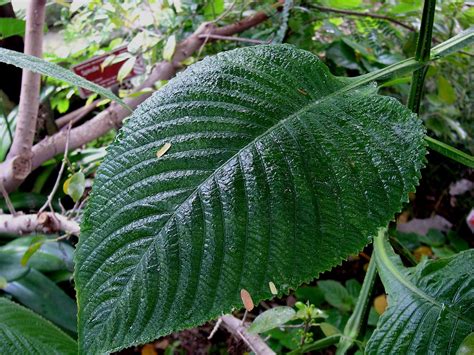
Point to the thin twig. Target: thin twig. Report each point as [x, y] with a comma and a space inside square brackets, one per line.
[56, 184]
[214, 330]
[232, 38]
[225, 13]
[254, 342]
[364, 14]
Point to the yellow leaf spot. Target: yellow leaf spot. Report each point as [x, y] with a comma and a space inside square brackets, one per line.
[162, 151]
[273, 288]
[380, 304]
[149, 349]
[423, 250]
[246, 299]
[66, 185]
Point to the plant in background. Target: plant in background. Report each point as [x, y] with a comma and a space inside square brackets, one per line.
[256, 166]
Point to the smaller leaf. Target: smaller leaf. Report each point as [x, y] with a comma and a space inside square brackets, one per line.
[30, 251]
[24, 332]
[162, 151]
[43, 67]
[11, 27]
[75, 186]
[126, 68]
[136, 43]
[380, 304]
[169, 48]
[433, 238]
[446, 92]
[271, 318]
[467, 346]
[273, 288]
[246, 300]
[178, 6]
[328, 329]
[336, 295]
[213, 8]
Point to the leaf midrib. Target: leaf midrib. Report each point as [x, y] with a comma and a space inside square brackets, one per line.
[383, 256]
[215, 171]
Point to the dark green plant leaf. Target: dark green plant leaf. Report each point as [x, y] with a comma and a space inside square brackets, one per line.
[43, 67]
[467, 346]
[11, 27]
[25, 332]
[33, 248]
[43, 296]
[336, 295]
[75, 186]
[429, 306]
[272, 161]
[271, 318]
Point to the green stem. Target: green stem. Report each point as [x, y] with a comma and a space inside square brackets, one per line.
[450, 152]
[444, 49]
[354, 324]
[317, 345]
[422, 55]
[402, 250]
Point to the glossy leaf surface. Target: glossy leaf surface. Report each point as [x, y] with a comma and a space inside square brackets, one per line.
[430, 306]
[277, 171]
[24, 332]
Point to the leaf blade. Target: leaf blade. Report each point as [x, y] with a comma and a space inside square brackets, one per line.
[23, 331]
[426, 305]
[241, 125]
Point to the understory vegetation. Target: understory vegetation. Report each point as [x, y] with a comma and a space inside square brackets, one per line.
[212, 177]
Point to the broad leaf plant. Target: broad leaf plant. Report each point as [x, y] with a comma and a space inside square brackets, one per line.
[274, 171]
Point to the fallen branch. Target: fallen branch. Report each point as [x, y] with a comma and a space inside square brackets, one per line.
[113, 116]
[364, 14]
[20, 152]
[44, 222]
[254, 342]
[76, 115]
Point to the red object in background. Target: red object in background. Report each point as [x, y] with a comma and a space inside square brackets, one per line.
[92, 71]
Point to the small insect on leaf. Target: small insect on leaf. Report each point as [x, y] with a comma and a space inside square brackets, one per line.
[273, 288]
[162, 151]
[302, 92]
[380, 304]
[33, 248]
[246, 300]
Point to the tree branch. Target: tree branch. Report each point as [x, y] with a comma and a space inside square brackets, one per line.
[20, 152]
[114, 114]
[45, 222]
[364, 14]
[254, 342]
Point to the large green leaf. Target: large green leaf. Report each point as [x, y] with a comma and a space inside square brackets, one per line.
[24, 332]
[43, 67]
[276, 172]
[43, 296]
[430, 306]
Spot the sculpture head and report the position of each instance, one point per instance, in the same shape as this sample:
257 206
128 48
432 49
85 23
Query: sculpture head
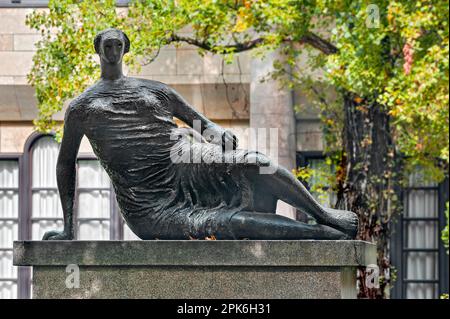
111 45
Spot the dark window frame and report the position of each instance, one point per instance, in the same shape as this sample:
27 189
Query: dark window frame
18 158
398 251
25 206
42 3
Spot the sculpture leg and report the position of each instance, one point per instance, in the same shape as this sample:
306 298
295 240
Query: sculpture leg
286 187
252 225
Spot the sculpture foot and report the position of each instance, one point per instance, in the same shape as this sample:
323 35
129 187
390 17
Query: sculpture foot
343 220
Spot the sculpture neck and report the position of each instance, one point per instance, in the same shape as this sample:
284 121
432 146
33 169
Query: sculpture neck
111 72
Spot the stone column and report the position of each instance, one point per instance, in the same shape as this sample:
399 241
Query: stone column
272 107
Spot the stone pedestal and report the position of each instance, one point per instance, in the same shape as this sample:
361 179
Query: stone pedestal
194 269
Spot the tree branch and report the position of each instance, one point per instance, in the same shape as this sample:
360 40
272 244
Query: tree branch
237 47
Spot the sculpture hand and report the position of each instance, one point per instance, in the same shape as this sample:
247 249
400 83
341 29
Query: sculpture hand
57 235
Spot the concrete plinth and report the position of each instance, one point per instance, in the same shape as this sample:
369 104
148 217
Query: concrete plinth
194 269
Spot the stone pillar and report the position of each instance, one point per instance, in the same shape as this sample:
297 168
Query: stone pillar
205 269
272 107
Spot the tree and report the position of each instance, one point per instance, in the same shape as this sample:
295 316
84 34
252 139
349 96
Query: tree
387 60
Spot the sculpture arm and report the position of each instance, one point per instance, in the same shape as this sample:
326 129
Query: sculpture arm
214 133
66 173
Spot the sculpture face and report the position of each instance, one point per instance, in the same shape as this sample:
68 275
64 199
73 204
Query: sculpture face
112 49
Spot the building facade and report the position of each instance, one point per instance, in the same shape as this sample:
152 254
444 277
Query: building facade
230 95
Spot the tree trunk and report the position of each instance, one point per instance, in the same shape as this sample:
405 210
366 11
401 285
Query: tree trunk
368 180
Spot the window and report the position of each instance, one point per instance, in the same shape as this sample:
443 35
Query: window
46 211
94 201
41 3
9 221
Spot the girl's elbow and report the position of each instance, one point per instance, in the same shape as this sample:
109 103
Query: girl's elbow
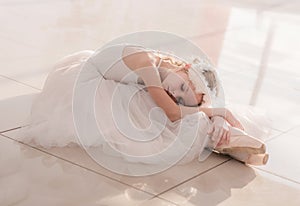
173 116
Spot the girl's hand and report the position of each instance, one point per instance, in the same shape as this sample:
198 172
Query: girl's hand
219 130
228 116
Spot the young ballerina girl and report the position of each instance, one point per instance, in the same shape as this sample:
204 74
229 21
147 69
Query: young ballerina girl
146 79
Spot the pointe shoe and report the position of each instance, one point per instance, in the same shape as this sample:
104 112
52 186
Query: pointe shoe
244 148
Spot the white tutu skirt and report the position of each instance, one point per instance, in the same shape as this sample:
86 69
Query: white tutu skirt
123 112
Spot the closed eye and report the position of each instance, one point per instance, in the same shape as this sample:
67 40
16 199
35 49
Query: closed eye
182 87
180 100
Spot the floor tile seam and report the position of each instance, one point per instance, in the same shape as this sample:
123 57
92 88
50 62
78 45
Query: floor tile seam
218 32
8 130
78 165
278 175
193 177
164 199
25 84
277 5
282 133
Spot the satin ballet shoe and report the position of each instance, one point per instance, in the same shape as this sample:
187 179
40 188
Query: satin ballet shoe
244 148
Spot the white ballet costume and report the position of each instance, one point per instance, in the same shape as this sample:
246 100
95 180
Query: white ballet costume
51 122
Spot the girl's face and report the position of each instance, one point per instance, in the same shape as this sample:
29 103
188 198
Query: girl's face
181 88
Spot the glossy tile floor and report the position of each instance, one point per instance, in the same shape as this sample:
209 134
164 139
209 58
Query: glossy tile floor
255 45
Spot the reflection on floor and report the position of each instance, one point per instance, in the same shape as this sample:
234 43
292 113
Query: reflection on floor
255 47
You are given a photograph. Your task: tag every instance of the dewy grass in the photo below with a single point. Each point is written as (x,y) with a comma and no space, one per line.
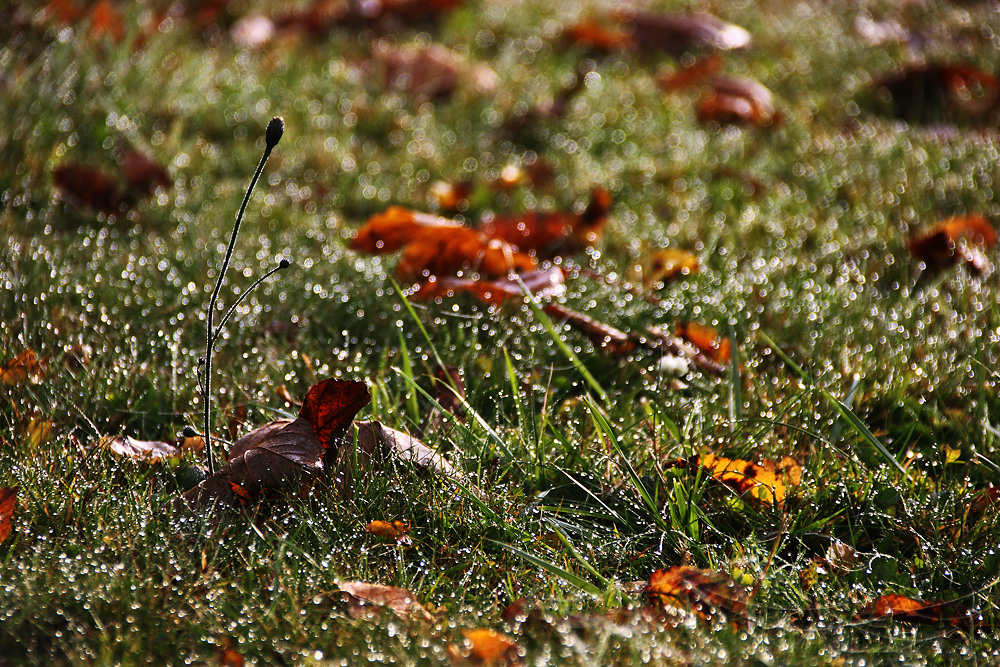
(801,232)
(272,135)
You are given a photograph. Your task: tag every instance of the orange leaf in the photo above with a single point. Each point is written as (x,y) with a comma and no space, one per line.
(707,340)
(737,101)
(396,530)
(900,608)
(941,247)
(144,450)
(548,235)
(490,648)
(8,503)
(704,591)
(20,368)
(745,477)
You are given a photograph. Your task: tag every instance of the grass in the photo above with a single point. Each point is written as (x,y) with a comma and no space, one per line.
(850,358)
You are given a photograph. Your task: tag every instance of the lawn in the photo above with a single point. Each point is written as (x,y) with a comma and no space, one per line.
(705,374)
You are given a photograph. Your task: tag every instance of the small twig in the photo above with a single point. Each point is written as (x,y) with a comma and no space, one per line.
(271,138)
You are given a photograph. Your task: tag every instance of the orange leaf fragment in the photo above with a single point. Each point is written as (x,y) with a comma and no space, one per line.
(737,101)
(8,503)
(707,340)
(142,450)
(21,368)
(942,246)
(396,530)
(901,608)
(745,477)
(704,591)
(364,598)
(548,235)
(488,648)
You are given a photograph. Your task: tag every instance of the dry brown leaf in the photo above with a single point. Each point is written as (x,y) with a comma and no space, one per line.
(900,608)
(141,450)
(706,592)
(737,101)
(952,240)
(8,503)
(364,599)
(553,234)
(21,368)
(284,453)
(664,266)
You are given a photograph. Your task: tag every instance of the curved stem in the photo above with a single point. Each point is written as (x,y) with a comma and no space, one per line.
(210,336)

Brief
Look above for the line containing "the dry brown". Return it and each line after it exactly, through the last line, and nothing more.

Answer
You are given a photograph. Your task: tag every instance of the dry brown leaf in the photo above with a single point. Each point is written as (x,y) with a comma and no space, one per line.
(900,608)
(141,450)
(706,592)
(737,101)
(952,240)
(8,503)
(364,599)
(553,234)
(21,368)
(284,453)
(664,266)
You are given a photograph. Your task: tag every instance of the curved stem in the photo above with a single point. Each point is written as (x,y) with a comma and no space, one per line.
(210,336)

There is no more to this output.